* Stated problem: Find each line in the items below that contains the string "outside", and copy every such line in full.

* Material shown:
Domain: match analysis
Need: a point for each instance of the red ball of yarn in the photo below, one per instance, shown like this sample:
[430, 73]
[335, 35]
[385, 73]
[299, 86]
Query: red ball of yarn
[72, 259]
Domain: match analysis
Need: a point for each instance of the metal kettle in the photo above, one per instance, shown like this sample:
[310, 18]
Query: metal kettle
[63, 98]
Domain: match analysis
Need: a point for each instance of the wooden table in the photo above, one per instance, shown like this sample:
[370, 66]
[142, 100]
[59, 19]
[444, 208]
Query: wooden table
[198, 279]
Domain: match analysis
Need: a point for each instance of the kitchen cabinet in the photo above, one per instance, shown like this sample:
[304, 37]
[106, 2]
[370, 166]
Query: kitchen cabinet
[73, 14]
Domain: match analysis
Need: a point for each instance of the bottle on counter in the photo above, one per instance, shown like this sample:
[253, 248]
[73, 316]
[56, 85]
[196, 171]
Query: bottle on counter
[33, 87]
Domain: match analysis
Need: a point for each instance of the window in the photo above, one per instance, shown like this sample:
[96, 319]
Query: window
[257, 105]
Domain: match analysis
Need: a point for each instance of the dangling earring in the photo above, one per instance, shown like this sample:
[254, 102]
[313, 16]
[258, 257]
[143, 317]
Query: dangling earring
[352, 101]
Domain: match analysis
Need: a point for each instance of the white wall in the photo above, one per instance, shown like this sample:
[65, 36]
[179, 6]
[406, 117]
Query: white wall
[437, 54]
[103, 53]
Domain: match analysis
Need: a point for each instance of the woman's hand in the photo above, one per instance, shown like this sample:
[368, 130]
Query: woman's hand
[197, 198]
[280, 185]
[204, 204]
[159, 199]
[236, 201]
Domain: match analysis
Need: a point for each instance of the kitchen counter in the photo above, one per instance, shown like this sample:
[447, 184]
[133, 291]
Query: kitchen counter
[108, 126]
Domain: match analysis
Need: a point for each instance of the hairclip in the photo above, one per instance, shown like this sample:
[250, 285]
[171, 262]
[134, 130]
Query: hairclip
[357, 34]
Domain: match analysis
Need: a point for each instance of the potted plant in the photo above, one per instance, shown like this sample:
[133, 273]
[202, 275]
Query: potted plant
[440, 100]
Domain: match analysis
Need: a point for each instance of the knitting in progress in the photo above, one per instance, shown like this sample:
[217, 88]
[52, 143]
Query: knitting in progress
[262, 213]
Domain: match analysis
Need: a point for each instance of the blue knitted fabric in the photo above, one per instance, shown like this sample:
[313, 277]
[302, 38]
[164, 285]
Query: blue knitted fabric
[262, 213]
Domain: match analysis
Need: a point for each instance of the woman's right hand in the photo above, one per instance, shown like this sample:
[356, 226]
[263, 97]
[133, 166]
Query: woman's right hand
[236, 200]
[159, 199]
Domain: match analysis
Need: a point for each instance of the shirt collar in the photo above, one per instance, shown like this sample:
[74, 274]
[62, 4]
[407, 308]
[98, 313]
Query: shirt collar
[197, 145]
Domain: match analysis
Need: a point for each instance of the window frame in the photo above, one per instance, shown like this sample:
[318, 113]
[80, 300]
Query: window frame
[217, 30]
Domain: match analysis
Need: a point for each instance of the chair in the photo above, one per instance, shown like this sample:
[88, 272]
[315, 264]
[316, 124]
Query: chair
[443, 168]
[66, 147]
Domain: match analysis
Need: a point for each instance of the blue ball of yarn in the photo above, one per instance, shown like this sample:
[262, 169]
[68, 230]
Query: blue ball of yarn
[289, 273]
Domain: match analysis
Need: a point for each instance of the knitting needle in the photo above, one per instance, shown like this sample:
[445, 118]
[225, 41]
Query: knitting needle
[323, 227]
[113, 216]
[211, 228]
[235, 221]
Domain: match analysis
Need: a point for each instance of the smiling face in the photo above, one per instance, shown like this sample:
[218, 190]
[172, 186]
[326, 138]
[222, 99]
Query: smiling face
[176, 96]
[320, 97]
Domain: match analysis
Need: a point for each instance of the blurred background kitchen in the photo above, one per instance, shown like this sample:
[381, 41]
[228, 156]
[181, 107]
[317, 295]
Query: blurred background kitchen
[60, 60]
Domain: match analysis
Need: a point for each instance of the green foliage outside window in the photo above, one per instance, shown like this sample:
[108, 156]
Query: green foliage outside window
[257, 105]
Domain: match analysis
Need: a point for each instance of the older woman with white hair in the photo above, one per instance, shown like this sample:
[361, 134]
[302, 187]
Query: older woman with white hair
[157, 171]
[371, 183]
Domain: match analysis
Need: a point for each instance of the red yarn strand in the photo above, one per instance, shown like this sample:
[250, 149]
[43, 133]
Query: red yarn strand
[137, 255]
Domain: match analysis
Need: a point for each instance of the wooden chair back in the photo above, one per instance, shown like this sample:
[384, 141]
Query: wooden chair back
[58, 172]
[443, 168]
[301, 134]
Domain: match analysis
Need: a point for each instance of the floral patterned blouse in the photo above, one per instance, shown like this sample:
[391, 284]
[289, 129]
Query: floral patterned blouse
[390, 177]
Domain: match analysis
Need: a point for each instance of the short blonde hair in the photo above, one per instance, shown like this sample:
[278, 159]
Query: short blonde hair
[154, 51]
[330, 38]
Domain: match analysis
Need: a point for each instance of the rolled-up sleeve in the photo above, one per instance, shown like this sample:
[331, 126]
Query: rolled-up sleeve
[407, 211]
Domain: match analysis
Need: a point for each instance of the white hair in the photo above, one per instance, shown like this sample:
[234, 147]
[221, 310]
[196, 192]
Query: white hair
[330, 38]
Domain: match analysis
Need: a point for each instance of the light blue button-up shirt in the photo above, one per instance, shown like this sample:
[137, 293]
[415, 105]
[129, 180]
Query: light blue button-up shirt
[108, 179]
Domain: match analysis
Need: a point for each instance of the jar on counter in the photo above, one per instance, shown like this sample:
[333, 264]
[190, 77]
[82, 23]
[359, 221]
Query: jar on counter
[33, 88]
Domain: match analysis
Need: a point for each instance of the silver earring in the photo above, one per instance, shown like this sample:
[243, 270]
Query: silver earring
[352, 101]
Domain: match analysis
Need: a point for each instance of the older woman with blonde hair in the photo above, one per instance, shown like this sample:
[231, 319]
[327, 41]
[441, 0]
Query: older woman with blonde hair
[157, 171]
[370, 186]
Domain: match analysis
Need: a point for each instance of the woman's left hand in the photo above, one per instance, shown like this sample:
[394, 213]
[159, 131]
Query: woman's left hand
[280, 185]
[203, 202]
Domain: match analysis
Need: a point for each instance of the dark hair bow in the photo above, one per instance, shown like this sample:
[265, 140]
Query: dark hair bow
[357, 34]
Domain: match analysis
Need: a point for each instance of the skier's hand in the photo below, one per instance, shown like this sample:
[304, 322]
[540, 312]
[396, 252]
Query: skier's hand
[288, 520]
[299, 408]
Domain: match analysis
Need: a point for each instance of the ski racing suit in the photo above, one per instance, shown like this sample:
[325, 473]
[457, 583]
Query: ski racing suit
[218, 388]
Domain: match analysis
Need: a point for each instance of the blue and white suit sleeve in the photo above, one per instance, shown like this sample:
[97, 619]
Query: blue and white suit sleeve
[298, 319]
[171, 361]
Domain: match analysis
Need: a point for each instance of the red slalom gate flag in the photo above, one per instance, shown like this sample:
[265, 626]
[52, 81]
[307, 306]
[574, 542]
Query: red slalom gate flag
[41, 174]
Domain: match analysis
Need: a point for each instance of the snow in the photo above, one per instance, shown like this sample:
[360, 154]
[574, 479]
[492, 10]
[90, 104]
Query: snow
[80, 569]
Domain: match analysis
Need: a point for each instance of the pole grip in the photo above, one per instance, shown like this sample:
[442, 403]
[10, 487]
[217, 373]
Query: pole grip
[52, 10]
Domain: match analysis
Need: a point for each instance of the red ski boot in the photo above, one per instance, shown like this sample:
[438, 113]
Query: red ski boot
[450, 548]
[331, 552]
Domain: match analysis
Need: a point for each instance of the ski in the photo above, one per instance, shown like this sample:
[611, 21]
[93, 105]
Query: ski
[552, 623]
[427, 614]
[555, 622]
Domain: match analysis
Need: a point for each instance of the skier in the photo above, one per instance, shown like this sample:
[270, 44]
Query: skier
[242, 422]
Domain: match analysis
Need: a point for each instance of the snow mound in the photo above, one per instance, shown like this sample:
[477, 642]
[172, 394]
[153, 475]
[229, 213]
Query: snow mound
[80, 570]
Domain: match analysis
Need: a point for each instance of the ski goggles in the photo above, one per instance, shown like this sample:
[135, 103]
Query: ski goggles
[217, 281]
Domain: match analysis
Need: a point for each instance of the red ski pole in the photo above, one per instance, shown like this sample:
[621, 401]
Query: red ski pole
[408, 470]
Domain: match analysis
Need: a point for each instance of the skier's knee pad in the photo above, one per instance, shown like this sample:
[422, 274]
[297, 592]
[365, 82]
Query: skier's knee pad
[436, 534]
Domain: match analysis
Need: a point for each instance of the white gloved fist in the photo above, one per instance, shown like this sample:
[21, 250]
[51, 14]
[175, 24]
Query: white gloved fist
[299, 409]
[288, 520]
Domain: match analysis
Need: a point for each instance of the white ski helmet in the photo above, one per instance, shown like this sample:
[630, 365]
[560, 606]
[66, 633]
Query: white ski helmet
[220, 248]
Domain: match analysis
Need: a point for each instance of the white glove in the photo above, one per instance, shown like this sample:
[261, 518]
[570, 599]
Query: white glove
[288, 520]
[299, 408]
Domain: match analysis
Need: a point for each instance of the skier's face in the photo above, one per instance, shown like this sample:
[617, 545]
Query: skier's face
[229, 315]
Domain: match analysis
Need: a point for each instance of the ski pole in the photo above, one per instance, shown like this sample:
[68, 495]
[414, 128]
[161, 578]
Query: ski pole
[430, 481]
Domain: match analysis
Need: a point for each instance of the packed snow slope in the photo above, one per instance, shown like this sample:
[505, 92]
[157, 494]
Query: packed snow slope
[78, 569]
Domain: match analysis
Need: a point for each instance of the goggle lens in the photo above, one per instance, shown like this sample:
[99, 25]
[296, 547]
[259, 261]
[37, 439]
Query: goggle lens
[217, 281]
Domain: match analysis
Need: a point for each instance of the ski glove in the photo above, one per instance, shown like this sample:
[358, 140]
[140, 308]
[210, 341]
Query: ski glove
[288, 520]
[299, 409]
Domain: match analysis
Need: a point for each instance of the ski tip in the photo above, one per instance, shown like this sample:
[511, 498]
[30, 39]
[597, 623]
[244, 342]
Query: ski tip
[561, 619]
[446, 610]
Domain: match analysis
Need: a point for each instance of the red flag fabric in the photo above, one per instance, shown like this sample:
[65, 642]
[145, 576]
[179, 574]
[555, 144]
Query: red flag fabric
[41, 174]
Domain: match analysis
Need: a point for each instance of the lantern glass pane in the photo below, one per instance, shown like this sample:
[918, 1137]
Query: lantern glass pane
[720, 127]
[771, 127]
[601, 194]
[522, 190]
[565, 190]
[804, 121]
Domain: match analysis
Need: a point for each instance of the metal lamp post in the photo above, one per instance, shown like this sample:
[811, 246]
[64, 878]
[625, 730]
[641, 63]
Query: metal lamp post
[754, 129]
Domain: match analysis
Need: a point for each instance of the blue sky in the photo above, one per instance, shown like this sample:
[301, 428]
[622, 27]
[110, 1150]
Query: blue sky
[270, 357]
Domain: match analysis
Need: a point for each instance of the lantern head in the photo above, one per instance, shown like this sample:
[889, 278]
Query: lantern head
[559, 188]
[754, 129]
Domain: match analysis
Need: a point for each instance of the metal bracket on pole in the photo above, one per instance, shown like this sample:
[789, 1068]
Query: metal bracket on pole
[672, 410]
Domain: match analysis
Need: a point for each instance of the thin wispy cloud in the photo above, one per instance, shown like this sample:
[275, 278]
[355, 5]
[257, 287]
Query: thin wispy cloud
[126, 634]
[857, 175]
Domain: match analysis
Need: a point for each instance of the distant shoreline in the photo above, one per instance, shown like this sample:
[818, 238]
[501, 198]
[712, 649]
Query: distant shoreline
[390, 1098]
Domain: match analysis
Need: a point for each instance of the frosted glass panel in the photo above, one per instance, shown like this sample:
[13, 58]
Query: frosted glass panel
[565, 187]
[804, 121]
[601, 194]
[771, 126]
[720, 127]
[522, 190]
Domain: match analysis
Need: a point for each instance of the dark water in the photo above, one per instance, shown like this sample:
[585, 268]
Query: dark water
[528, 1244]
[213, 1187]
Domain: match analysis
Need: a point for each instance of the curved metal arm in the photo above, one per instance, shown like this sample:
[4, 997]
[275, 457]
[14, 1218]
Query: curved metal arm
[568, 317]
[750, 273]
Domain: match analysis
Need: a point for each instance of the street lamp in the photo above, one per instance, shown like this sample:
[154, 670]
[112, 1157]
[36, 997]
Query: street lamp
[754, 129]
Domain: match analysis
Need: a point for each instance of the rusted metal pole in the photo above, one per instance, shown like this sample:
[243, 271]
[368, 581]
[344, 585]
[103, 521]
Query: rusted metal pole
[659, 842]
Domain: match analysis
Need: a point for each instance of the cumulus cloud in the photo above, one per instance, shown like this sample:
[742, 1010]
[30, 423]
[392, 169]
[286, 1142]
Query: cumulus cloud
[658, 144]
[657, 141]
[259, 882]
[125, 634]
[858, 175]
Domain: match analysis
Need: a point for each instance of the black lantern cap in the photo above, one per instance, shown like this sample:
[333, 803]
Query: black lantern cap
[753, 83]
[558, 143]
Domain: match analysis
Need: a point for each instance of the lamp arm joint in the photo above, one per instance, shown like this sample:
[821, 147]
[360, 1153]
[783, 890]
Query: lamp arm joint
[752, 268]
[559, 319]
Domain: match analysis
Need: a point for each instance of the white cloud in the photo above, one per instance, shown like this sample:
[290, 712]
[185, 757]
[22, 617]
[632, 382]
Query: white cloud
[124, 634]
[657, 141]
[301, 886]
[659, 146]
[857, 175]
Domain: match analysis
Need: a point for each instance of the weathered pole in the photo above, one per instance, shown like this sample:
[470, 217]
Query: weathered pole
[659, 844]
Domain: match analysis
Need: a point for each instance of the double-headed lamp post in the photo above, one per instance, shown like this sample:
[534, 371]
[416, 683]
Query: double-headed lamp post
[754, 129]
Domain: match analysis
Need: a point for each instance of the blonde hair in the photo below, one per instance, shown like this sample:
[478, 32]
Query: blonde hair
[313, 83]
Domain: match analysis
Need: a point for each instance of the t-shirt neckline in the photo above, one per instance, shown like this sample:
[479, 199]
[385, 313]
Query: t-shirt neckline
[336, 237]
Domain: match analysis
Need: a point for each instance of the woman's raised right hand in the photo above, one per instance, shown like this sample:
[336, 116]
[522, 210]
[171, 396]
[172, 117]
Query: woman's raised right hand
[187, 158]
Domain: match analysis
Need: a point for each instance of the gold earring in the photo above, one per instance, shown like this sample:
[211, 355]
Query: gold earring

* Full output:
Need: a point for each instance of the green foliage outside window in the photo above, one per instance, shown like this sample:
Query: green foliage outside window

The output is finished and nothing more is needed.